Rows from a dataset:
## begin

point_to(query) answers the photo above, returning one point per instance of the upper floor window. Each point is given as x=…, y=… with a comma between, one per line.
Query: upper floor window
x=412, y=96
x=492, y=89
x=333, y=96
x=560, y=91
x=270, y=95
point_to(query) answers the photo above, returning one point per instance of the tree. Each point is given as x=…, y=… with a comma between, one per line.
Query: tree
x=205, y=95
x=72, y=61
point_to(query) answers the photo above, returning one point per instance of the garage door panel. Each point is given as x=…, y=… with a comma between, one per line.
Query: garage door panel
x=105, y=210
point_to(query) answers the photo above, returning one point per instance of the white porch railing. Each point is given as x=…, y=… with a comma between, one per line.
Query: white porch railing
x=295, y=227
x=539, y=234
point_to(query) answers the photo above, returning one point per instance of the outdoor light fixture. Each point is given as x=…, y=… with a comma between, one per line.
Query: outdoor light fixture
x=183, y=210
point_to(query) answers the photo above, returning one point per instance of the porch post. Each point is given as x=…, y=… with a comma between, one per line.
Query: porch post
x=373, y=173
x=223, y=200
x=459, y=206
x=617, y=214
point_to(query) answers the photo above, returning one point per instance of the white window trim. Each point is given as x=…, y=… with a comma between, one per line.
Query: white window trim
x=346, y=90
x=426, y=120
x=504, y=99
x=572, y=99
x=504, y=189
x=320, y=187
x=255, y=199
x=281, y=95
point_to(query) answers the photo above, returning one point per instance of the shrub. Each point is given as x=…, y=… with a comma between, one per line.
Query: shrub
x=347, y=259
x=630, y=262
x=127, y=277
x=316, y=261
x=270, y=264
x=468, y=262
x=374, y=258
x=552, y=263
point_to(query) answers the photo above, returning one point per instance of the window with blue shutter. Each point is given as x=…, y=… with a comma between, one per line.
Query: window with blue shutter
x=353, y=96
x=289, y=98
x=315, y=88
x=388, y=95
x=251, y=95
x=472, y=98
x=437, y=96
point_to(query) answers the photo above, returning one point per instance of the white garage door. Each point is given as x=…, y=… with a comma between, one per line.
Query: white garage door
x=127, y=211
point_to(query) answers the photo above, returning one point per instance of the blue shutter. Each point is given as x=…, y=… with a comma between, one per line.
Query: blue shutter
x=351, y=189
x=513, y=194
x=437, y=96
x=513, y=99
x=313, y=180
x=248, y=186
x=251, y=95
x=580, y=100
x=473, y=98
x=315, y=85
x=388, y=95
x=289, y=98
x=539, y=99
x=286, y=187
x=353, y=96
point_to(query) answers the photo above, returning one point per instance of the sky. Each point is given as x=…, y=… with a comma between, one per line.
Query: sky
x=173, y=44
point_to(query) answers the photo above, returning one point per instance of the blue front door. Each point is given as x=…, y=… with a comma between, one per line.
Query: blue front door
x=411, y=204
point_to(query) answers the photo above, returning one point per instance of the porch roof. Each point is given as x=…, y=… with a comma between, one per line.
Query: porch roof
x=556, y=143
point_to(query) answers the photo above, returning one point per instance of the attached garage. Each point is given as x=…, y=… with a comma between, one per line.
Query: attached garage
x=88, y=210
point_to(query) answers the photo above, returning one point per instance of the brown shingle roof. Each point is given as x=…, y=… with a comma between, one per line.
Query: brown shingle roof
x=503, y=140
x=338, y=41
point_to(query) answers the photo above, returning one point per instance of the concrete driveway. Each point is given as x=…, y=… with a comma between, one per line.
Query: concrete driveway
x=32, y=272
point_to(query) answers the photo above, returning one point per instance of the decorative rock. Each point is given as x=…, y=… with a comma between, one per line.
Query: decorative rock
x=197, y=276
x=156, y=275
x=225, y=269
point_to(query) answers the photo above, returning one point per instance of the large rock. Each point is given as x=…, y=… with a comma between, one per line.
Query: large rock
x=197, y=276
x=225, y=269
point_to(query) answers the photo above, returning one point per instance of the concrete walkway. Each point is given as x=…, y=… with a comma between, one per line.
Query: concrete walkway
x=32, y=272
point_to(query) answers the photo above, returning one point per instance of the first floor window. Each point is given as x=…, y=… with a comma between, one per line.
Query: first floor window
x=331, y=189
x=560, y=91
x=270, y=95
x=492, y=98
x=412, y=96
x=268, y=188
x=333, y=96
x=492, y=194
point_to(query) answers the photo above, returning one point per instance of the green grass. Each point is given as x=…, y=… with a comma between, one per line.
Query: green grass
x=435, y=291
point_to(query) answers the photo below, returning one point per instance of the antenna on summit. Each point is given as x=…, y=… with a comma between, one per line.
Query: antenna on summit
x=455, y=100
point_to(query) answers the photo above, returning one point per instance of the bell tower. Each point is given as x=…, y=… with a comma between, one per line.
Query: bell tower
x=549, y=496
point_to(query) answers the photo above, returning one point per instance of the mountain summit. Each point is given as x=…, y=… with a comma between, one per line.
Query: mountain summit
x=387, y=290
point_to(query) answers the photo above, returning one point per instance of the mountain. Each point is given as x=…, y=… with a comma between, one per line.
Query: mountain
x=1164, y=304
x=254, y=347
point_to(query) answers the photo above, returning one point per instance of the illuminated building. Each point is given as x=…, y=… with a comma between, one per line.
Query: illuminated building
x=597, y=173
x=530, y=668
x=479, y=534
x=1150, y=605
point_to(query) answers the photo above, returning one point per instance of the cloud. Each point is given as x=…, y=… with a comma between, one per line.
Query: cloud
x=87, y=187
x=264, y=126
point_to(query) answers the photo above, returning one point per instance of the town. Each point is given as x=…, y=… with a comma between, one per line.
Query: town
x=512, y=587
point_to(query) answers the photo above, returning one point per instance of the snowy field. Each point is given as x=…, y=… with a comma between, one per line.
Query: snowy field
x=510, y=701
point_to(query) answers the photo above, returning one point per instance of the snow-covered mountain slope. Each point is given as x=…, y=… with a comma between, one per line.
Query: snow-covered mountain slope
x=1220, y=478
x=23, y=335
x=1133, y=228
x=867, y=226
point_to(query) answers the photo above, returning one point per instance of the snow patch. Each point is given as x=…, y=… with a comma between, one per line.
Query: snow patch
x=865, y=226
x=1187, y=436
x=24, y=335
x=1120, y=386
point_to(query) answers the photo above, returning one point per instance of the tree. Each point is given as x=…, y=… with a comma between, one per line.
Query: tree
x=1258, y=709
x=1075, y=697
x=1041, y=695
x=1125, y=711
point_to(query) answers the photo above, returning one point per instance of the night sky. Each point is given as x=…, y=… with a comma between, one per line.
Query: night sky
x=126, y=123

## end

### EXERCISE REQUIREMENTS
Reproduce in full the lines from the one containing "of the snowy" through the end, inclusive, and increase every x and y coordinate by 112.

### SOLUTION TO THIS TASK
point_to(query) answers the photo above, returning one point per instance of the snowy field. Each point is given as x=…, y=… with a comma between, one per line.
Query: snowy field
x=622, y=813
point_to(query) answers the photo above, returning one point per instance of the snow-covered mountain slope. Each point is given as x=…, y=… with a comma between, one per line.
Query: snow-covered mountain slope
x=1332, y=590
x=135, y=447
x=1245, y=340
x=979, y=338
point_to(query) answers the photo above, returning one point per instance of the snow patch. Each point is given as x=…, y=… with a comma between, one per line.
Query: snow patch
x=977, y=338
x=1299, y=548
x=136, y=447
x=1232, y=498
point_to(query) answers the photo above, returning one point per instance of the tree. Each point is given as x=…, y=… with a comma between, one per line.
Query: tree
x=1370, y=821
x=1187, y=809
x=1153, y=807
x=1237, y=823
point_to(query) answers the photo above, returning one point per instance of the night sky. Each point is given as x=…, y=… with a comma between, one per line.
Query: night sky
x=238, y=235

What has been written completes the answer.